- _TEXT SECTION_:
[llvm] [AMDGPU] Implement LSR cost model for GFX9+ (PR #184138)

Wed Mar 4 02:19:56 PST 2026

================
@@ -1703,3 +1704,51 @@ GCNTTIImpl::getInstructionUniformity(const Value *V) const {
 
   return InstructionUniformity::Default;
 }
+
+InstructionCost GCNTTIImpl::getScalingFactorCost(Type *Ty, GlobalValue *BaseGV,
+                                                 StackOffset BaseOffset,
+                                                 bool HasBaseReg, int64_t Scale,
+                                                 unsigned AddrSpace) const {
+  if (HasBaseReg && Scale != 0) {
+    // gfx1250+ can fold base+scale*index into the instruction when scale
+    // equals the memory access size (scale_offset bit). This is supported
+    // for global/constant/flat/scratch but NOT for LDS or GDS.
+    // GDS does not exist on gfx1250+, but we exclude REGION_ADDRESS for
+    // correctness since the address space is still representable in IR.
+    if (getST()->hasScaleOffset() && Ty && Ty->isSized() &&
+        AddrSpace != AMDGPUAS::LOCAL_ADDRESS &&
+        AddrSpace != AMDGPUAS::REGION_ADDRESS) {
+      TypeSize StoreSize = getDataLayout().getTypeStoreSize(Ty);
+      if (!StoreSize.isScalable() &&
----------------
arsenm wrote:

It still needs to not crash on a scaleable vector 

https://github.com/llvm/llvm-project/pull/184138

- _TASKS TO COMPLETE_:
**A)** Retype the part of the AMDGPU code review thread starting with "return InstructionUniformity::Default;" and going on through "LDS or GDS.".
**B)** Put this sentence from the AMDGPU code review thread into Spanish: "This is supported for global/constant/flat/scratch but NOT for LDS or GDS."

- _DATA SHOWN_:
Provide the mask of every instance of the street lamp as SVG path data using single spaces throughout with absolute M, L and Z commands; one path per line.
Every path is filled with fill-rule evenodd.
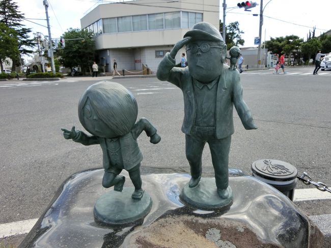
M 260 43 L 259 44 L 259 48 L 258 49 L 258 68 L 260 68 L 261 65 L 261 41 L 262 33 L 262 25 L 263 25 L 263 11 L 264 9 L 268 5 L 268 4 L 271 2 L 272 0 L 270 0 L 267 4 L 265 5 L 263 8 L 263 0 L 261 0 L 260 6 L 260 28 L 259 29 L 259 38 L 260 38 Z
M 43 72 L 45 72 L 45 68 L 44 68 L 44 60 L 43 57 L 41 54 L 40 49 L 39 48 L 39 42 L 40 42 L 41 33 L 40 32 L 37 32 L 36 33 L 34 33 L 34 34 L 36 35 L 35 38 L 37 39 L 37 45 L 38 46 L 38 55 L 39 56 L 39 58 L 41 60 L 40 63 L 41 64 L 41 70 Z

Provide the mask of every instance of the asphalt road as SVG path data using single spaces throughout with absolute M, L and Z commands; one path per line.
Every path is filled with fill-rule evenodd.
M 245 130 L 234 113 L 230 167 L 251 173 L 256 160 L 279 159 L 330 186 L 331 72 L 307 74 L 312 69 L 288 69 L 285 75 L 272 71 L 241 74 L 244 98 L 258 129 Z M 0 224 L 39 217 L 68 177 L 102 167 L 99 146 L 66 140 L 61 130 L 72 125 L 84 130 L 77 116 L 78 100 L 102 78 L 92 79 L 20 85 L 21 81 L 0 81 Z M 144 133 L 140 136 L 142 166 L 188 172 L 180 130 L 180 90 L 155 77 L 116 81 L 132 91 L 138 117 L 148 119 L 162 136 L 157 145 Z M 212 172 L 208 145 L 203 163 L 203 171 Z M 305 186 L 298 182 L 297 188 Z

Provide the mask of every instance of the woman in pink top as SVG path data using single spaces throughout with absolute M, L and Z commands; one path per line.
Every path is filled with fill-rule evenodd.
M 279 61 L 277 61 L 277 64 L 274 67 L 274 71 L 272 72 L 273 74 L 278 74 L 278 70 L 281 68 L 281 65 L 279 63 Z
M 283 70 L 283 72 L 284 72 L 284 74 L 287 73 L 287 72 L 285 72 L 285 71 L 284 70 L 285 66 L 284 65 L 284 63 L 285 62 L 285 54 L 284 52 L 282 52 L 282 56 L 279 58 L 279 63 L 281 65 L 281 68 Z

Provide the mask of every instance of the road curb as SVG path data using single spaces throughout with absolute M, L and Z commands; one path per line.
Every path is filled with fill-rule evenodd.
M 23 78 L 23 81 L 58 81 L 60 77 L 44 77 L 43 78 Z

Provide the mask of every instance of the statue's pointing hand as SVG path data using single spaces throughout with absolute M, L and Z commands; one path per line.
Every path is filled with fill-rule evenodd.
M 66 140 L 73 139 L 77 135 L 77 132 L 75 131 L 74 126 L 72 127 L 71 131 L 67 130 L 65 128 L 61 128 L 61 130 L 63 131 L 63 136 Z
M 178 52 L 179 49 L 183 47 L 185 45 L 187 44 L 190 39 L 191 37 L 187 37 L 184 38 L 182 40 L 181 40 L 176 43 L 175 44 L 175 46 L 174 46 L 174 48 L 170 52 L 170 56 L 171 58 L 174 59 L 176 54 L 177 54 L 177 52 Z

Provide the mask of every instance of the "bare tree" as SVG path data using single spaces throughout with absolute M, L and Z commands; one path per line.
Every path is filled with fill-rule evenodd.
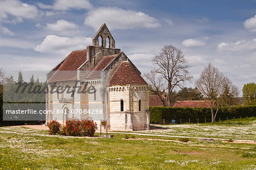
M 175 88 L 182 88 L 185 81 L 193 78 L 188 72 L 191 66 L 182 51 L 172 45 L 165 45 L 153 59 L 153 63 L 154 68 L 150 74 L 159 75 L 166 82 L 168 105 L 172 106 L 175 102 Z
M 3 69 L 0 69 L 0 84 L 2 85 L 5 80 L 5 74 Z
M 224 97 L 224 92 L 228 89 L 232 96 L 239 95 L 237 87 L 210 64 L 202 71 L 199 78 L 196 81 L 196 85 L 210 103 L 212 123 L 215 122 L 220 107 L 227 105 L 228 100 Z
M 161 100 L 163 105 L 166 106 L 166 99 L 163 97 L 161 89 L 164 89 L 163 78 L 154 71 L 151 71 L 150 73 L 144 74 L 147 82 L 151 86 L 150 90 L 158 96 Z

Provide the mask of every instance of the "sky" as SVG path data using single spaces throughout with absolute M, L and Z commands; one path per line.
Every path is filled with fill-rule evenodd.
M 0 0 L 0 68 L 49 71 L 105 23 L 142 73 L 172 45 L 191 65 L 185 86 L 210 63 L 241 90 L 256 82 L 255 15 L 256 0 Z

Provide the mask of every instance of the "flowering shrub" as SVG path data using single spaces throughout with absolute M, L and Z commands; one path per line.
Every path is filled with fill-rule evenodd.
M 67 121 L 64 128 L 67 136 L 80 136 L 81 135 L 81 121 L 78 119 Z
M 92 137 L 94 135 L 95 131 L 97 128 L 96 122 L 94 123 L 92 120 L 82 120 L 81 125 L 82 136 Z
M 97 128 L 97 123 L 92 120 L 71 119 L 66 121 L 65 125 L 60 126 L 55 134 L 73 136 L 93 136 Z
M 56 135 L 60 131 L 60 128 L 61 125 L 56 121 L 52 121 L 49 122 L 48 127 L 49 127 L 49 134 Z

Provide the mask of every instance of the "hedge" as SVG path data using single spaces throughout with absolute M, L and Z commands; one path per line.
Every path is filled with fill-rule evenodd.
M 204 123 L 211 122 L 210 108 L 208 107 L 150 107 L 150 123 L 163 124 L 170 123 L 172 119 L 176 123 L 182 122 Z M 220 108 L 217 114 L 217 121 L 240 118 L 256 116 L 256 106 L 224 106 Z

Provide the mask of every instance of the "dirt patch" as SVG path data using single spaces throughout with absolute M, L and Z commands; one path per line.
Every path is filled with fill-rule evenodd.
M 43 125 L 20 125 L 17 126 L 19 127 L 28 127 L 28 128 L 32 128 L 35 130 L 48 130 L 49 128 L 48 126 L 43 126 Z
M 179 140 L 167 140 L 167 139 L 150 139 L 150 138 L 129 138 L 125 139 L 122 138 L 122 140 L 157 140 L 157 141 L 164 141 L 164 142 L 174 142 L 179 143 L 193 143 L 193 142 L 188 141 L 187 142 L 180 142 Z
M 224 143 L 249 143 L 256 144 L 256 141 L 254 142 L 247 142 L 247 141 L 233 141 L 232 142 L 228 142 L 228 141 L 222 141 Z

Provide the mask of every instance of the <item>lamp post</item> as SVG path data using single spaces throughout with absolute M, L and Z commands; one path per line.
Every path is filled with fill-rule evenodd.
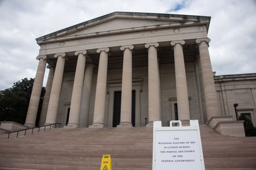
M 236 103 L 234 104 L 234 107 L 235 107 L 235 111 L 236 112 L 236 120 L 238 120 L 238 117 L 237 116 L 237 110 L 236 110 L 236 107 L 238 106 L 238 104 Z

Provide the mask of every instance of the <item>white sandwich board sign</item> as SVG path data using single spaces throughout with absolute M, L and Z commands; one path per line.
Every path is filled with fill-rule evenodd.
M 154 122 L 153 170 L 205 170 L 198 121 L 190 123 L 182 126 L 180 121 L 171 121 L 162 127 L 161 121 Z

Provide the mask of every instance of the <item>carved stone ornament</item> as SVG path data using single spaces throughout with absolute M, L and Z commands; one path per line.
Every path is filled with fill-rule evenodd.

- _CORRECT ANSWERS_:
**A)**
return InstructionUniformity::Default;
 }
+
+InstructionCost GCNTTIImpl::getScalingFactorCost(Type *Ty, GlobalValue *BaseGV,
+                                                 StackOffset BaseOffset,
+                                                 bool HasBaseReg, int64_t Scale,
+                                                 unsigned AddrSpace) const {
+  if (HasBaseReg && Scale != 0) {
+    // gfx1250+ can fold base+scale*index into the instruction when scale
+    // equals the memory access size (scale_offset bit). This is supported
+    // for global/constant/flat/scratch but NOT for LDS or GDS.

**B)** Esto es compatible con global/constant/flat/scratch, pero NO con LDS ni GDS.